(TASK GOAL): Locate each line of the data that contains the string "shirt", treating uppercase and lowercase as distinct, and copy every such line.

──────────────────────────────

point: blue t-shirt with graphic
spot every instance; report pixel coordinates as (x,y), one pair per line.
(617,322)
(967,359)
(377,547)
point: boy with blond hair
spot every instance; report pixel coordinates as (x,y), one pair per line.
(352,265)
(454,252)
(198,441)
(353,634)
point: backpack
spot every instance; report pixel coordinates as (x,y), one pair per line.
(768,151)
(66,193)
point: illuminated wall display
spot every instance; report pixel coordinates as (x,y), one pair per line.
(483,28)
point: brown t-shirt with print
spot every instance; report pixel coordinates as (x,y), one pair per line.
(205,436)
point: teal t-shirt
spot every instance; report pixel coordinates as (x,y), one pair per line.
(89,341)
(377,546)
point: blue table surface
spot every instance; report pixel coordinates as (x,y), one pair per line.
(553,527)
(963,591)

──────────────────────────────

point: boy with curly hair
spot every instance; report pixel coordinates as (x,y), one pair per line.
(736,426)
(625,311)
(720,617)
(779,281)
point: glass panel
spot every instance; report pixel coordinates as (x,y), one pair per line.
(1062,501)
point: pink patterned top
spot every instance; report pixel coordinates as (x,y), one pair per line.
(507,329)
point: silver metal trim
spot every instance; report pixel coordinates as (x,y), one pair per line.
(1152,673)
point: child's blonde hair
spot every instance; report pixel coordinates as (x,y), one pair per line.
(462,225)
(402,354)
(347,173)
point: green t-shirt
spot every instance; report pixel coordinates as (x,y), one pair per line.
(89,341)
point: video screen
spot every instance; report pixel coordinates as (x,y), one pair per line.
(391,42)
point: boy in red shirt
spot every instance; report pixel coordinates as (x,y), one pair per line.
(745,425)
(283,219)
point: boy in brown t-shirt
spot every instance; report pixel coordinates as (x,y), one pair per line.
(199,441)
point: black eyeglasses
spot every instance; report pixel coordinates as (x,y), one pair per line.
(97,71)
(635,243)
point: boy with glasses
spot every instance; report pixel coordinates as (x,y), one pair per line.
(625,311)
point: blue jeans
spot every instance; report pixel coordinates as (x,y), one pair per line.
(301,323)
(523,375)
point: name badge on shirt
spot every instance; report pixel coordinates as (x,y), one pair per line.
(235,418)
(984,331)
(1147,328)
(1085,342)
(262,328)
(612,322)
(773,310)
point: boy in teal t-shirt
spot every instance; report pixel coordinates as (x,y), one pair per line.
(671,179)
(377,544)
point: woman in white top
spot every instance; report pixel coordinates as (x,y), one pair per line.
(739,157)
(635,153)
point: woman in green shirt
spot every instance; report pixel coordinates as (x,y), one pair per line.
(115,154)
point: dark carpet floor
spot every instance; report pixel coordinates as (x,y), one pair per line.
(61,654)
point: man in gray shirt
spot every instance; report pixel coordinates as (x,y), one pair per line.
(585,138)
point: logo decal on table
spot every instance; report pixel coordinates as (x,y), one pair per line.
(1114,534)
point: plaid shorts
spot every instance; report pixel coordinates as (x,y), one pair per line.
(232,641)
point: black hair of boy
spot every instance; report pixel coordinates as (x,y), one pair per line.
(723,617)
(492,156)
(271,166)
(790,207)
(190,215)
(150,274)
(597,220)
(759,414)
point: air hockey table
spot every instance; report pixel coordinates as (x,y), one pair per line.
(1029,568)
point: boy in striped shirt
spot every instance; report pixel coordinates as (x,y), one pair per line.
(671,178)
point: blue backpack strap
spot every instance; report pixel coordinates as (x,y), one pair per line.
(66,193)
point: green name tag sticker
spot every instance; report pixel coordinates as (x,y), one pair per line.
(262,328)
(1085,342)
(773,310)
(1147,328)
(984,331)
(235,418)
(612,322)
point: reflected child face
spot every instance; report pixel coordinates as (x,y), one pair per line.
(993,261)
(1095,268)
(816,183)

──────────────────────────────

(EXPECTED OUTPUT):
point: blue t-shirt with graphic
point: brown t-shirt with print
point: teal t-shirt
point: green t-shirt
point: boy in red shirt
point: boy in brown t-shirt
point: name badge on shirt
point: boy in teal t-shirt
point: woman in green shirt
point: man in gray shirt
point: boy in striped shirt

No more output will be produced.